■ **Quellenauszug**
########

Status quo Pflege in Deutschland: Zahlen, Daten, Fakten
Die Spitze des Eisberges zeigt sich bereits in vielen Medienbeiträgen. Danach entsteht der Eindruck, dass Pflege dauernd am Abgrund jongliert: Fachkräftemangel, unübersehbarer Pflegebedarfsanstieg, Kostenexplosion und gleichzeitig Insolvenzen von Kliniken und Pflegeeinrichtungen.
Und in der Tat: Die Versorgung ist gefährdet – und das mit Ansage. Denn zahllos sind seit langem die Berichte über vergebliche Pflegeplatz-Gesuche, Verringerung von Leistungen wegen der enormen Kostensteigerungen und die sogenannte „Rennpflege“, die nicht viel mit menschenwürdiger Pflege zu tun hat. Die Gefahr eines pflegerischen Kollaps‘ und in der Folge eines Zusammenbruchs des Gesundheits-Versorgungssystems wird immer konkreter. Entsprechende Mahnungen an die Politik sowie Vorschläge für eine Besserung gibt es zuhauf.

########

■ **Arbeitsauftrag**
Beantworten Sie anhand des Quellenauszugs zur Pflege in Deutschland folgende Fragen:
1. Welche vier Probleme prägen laut Medienbeiträgen den Eindruck, dass Pflege am Abgrund jongliert?
2. Aus welchem Grund werden laut Text Leistungen verringert?
3. Wie heißt die Pflege, die nicht viel mit menschenwürdiger Pflege zu tun hat?

########

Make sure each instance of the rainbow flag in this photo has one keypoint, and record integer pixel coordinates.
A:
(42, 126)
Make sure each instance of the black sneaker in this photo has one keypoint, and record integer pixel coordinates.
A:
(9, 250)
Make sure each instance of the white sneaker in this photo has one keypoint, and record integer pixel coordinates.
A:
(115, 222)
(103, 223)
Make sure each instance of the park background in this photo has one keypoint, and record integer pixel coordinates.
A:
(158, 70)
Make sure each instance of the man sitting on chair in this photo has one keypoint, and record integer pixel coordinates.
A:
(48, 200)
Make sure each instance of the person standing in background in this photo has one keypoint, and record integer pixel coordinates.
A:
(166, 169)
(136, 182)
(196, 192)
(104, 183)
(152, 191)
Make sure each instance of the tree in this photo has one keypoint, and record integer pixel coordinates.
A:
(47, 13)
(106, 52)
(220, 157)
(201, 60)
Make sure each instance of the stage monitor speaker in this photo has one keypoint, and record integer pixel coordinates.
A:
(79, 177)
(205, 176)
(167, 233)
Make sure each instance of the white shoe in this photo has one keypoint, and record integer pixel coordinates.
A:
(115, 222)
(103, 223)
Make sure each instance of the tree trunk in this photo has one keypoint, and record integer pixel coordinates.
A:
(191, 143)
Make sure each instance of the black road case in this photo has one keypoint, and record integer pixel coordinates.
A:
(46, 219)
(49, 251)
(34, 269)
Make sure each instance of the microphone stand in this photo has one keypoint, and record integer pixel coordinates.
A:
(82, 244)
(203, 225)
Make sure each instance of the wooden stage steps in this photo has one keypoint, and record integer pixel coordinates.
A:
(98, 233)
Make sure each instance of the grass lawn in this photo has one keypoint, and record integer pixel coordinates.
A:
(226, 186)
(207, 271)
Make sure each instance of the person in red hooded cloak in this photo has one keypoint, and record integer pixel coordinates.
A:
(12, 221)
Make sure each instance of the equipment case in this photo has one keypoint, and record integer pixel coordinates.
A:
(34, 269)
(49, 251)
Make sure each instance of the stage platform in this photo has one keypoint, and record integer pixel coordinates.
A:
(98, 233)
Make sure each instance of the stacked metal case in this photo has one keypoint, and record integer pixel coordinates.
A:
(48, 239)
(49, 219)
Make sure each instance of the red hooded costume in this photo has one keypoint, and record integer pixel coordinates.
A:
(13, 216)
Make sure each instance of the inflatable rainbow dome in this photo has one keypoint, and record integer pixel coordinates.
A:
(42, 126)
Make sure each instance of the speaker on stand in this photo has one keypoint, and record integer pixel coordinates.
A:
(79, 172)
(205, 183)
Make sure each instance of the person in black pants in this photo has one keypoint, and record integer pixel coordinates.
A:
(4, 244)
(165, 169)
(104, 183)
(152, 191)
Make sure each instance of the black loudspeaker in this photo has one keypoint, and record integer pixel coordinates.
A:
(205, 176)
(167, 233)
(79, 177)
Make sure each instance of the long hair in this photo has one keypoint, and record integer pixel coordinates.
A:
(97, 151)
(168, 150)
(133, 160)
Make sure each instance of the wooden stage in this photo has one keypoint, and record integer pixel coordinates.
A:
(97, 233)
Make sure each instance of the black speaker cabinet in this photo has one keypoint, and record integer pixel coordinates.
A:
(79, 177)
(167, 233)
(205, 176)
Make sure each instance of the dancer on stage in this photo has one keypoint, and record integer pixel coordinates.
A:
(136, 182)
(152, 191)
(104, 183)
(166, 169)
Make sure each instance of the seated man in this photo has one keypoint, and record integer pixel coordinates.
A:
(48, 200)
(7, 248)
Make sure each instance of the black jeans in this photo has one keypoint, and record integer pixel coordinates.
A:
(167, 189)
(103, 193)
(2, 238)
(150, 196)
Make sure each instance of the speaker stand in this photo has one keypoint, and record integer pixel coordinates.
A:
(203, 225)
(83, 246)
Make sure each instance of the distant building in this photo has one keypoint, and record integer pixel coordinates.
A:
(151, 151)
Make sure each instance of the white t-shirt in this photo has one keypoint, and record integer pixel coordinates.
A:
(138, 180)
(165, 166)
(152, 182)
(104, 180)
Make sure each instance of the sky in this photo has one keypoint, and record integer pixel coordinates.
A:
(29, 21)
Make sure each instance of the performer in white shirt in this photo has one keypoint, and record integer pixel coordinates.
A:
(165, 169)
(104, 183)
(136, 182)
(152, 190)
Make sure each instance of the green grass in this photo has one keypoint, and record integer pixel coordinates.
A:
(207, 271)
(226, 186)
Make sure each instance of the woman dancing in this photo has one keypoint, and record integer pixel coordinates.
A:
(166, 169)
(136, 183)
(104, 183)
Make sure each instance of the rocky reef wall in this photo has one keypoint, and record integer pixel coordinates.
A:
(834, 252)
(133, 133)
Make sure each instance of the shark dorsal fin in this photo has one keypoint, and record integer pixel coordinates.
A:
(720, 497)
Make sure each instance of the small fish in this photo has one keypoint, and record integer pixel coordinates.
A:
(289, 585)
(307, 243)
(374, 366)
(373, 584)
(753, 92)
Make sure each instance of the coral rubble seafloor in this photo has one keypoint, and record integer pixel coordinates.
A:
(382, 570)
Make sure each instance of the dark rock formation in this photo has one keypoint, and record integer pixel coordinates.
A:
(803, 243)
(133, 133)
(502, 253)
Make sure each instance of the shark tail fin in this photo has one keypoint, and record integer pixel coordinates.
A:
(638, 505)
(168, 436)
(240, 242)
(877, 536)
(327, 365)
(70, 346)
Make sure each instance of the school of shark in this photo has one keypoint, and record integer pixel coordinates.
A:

########

■ **Lösung**
1. Fachkräftemangel, unübersehbarer Pflegebedarfsanstieg, Kostenexplosion sowie Insolvenzen von Kliniken und Pflegeeinrichtungen
2. Wegen der enormen Kostensteigerungen
3. „Rennpflege“